>>>>>

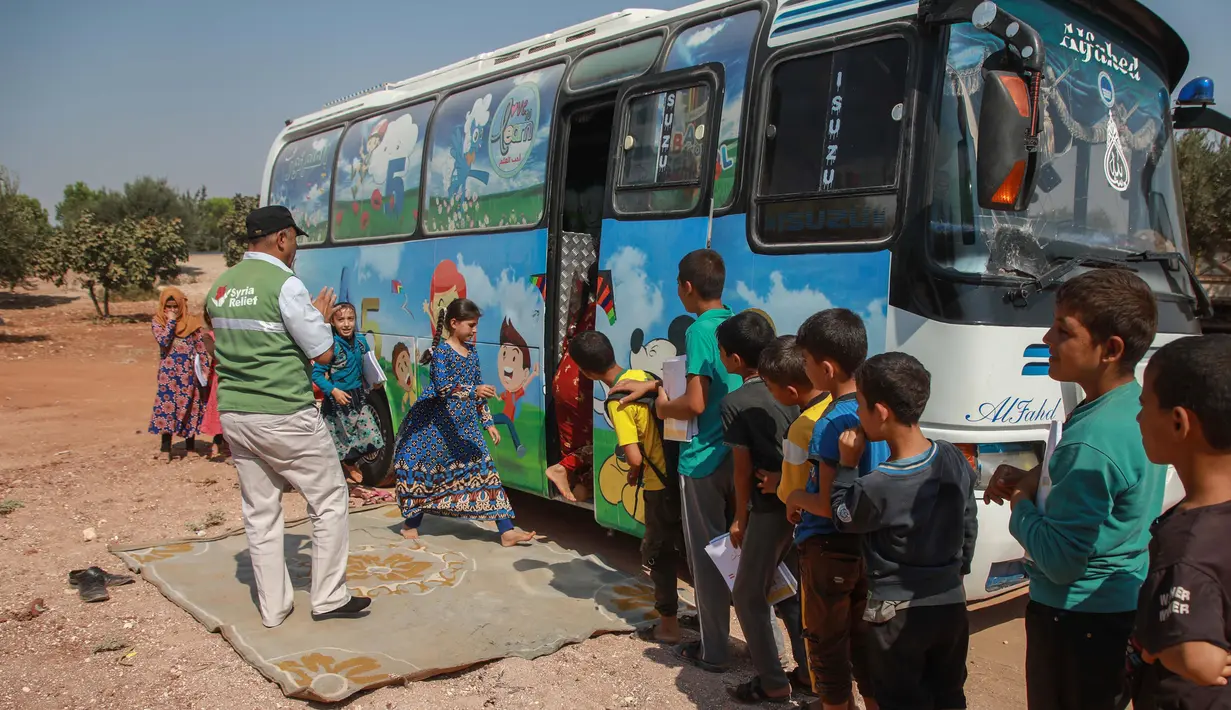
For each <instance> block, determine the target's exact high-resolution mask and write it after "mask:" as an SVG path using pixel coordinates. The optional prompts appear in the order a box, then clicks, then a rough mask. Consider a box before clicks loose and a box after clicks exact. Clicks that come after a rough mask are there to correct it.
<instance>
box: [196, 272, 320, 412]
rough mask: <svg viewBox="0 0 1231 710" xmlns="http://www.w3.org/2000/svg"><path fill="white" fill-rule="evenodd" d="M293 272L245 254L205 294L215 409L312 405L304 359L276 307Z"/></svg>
mask: <svg viewBox="0 0 1231 710" xmlns="http://www.w3.org/2000/svg"><path fill="white" fill-rule="evenodd" d="M291 276H292V274H291V272H288V271H286V269H283V268H279V267H277V266H275V265H272V263H270V262H267V261H261V260H259V258H245V260H244V261H241V262H239V263H236V265H235V266H234V267H231V268H230V269H228V271H227V272H225V273H223V274H222V277H219V278H218V281H217V282H215V283H214V285H213V289H211V292H209V294H208V295H207V297H206V301H207V303H206V308H207V309H208V310H209V317H211V320H212V321H213V327H214V358H215V361H217V363H218V364H217V367H218V411H220V412H251V413H261V415H289V413H294V412H298V411H299V410H303V409H307V407H310V406H311V405H313V401H314V397H313V393H311V380H310V379H309V377H308V364H309V363H308V358H307V356H304V353H303V351H300V349H299V347H298V346H297V345H295V341H294V340H292V337H291V333H289V332H287V326H286V325H283V322H282V311H281V309H279V308H278V294H279V293H281V292H282V284H283V283H286V282H287V279H288V278H291Z"/></svg>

<<<<<

Track down all lines above with the string "instance" and copy them.

For each <instance> block, determine the target's exact high-resolution mask and write it after "mask:" as an SVG path using pixel coordinates. The optional prompts appear in the order a box, then clicks, then a rough mask. Consider a box before clicks loose and a box after clicks exact. Clicks that come after a rough mask are there to correct it.
<instance>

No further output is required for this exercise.